-------- Extract provided --------
Here's S&P Global Ratings opinion:
The May 2023 annual budget was expansionary. It revealed new spending in areas such as health, early childhood education, and a "National Resilience Plan" to address infrastructure shortfalls...Despite this higher spending, we expect New Zealand's public debt to stabilize at a level that compares favorably to that of most highly rated peers. By fiscal 2025, net general government debt should reach about 34% of GDP, while interest expenses will account for about 5.7% of general government revenue.
I don't think a govt that involves NZ First will be "messy".
I think that NZ First will provide a pragmatic handbrake on the radical right wing social and economic policies of Act and the predominantly right-leaning bloc of National.
Remember - ALL politicians who were in Parliament voted in favour of making it possible for men to change the sex designation recorded on their birth certificate merely by filling out an online form and paying a token admin fee. Not one single solitary politician opposed it. As a result you cannot trust the details printed on birth certificates to be an accurate reflection of reality nor as proof of identity (and that nowadays is even printed on the certificate itself).
-------- Record list --------
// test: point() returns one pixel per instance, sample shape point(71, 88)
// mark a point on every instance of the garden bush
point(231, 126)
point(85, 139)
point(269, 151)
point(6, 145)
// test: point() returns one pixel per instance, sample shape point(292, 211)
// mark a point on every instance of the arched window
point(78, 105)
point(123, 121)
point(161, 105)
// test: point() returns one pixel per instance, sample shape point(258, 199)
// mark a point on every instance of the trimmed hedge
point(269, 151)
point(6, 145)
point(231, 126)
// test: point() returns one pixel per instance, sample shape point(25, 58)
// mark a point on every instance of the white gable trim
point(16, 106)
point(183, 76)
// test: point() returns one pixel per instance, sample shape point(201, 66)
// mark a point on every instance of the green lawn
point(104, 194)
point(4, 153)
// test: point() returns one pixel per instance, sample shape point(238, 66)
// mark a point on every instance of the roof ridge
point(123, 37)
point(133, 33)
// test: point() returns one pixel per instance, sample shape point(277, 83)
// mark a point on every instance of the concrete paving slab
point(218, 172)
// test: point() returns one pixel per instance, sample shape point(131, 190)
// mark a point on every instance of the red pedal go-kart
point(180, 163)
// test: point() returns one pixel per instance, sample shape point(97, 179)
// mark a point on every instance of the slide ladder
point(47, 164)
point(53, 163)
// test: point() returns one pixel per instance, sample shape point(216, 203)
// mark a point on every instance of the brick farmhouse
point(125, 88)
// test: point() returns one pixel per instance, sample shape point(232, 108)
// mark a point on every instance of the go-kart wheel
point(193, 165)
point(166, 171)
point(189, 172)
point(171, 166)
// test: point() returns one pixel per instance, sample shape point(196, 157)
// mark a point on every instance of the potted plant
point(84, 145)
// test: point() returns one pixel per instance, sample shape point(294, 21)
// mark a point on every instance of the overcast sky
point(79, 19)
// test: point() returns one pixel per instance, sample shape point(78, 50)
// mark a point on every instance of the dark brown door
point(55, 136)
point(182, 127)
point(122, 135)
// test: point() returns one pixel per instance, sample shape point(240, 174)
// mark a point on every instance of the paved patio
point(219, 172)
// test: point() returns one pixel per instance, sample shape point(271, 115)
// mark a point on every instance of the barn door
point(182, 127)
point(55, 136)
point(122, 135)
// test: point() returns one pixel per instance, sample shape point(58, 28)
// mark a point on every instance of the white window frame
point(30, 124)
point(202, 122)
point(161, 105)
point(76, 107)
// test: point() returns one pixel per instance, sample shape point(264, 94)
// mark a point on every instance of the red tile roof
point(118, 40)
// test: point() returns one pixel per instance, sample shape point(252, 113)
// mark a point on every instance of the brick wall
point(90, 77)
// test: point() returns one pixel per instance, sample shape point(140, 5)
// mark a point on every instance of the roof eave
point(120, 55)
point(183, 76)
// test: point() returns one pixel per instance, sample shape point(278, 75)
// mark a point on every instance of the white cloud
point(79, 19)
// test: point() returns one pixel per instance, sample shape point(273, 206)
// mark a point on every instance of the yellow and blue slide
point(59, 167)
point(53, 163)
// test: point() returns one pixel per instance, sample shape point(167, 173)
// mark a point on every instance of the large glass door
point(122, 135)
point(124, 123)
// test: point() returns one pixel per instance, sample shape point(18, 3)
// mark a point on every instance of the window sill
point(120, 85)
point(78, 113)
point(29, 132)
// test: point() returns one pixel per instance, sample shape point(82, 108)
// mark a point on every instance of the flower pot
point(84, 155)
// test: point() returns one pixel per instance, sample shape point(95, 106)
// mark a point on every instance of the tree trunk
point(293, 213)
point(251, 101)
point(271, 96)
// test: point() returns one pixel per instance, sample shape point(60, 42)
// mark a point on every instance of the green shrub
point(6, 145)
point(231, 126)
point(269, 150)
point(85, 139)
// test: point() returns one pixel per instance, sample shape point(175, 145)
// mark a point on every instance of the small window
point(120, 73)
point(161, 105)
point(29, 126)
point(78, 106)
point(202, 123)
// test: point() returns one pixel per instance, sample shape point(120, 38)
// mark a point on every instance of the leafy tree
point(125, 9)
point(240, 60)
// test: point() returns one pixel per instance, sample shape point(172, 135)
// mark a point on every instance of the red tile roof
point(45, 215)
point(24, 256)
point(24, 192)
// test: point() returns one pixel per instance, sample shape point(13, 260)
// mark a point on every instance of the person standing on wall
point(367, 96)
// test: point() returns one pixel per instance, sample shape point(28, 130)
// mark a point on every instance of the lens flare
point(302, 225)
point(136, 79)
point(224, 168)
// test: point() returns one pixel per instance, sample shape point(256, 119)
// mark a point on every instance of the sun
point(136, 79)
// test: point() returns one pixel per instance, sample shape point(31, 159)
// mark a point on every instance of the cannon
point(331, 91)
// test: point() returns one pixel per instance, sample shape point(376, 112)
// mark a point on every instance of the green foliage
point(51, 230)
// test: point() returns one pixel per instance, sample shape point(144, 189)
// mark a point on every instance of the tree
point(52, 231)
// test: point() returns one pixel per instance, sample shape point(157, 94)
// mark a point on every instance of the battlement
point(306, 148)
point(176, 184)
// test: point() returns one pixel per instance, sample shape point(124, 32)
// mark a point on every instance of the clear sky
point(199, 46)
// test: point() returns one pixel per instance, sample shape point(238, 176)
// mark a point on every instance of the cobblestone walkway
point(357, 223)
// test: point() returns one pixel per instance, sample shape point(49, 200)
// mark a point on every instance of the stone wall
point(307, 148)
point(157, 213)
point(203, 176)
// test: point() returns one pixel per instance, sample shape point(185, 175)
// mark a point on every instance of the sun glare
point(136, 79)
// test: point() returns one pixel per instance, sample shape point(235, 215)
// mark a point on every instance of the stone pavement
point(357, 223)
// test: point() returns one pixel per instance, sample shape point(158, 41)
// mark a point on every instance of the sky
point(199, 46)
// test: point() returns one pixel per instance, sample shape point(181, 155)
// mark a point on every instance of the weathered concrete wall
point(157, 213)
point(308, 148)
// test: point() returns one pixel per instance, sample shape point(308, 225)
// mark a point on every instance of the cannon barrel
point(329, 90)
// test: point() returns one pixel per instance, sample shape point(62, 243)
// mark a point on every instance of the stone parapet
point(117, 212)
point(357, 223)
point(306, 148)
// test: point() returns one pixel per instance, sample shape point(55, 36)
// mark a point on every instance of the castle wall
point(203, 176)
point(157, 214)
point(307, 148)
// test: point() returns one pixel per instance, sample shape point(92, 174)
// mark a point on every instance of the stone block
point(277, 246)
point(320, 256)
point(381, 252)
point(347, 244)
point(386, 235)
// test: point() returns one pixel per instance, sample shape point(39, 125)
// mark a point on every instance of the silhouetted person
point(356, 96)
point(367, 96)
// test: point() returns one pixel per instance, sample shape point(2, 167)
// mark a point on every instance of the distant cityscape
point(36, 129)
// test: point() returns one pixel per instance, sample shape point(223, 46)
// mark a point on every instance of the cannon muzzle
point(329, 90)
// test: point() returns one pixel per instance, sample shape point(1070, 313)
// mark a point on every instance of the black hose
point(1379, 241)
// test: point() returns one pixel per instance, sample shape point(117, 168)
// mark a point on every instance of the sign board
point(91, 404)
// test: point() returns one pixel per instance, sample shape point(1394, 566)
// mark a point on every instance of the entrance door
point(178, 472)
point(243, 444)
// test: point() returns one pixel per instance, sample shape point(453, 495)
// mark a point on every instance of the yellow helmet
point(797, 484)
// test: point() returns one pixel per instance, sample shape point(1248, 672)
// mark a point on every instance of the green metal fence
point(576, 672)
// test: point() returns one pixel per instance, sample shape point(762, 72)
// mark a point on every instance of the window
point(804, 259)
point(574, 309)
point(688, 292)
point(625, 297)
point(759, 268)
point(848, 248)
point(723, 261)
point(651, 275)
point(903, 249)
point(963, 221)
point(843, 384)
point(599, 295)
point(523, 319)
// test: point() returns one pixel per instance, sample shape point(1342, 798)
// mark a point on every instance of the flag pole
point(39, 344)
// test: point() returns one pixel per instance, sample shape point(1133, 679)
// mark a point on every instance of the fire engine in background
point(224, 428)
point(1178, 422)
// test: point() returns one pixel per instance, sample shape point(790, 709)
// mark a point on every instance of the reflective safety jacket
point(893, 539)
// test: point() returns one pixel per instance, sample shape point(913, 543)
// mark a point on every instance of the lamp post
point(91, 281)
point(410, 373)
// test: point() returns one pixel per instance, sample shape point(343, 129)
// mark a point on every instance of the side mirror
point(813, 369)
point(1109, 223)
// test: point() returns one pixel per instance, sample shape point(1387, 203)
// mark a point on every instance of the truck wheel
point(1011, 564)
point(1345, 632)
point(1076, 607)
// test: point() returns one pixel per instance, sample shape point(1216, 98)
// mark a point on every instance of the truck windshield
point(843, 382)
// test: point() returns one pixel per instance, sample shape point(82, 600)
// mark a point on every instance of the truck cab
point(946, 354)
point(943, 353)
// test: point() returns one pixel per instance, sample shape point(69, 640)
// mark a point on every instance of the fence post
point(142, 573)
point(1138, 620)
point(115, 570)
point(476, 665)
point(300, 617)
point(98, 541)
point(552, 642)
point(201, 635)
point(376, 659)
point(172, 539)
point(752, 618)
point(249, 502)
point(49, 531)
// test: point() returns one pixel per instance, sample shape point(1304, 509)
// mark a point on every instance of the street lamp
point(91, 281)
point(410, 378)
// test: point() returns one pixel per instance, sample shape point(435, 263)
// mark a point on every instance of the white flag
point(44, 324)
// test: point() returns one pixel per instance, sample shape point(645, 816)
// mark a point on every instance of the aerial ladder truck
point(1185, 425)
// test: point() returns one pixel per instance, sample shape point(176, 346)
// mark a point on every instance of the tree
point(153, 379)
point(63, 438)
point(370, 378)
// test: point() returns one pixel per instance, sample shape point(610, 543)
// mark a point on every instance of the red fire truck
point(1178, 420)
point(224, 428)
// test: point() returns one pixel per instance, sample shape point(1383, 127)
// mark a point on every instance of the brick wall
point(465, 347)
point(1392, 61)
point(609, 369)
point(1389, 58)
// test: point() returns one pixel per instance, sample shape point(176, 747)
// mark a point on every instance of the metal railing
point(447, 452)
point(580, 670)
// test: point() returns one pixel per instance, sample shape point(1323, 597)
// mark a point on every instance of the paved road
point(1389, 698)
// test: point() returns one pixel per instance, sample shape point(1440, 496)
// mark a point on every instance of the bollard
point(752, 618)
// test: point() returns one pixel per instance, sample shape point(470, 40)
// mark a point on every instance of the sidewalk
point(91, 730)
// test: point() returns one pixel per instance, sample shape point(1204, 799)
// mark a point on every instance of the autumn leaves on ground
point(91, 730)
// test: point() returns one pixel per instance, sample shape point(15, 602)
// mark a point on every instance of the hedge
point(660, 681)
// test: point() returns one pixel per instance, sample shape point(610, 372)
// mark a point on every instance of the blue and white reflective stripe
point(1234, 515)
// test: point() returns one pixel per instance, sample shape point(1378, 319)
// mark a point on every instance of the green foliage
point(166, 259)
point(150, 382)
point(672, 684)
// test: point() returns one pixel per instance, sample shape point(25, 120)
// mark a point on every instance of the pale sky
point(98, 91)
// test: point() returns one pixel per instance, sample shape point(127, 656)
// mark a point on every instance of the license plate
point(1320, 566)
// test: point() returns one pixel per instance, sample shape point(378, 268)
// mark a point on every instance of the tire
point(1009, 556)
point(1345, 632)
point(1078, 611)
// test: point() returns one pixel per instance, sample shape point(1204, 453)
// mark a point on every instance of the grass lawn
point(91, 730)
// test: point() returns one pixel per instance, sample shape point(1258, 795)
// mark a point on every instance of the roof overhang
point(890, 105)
--------
Reproduce the part of the excerpt on New Zealand's budget and politics that begins with the words containing "I think that" and ends with "bloc of National.". The lines above aren't needed here.

_Answer to the problem_.
I think that NZ First will provide a pragmatic handbrake on the radical right wing social and economic policies of Act and the predominantly right-leaning bloc of National.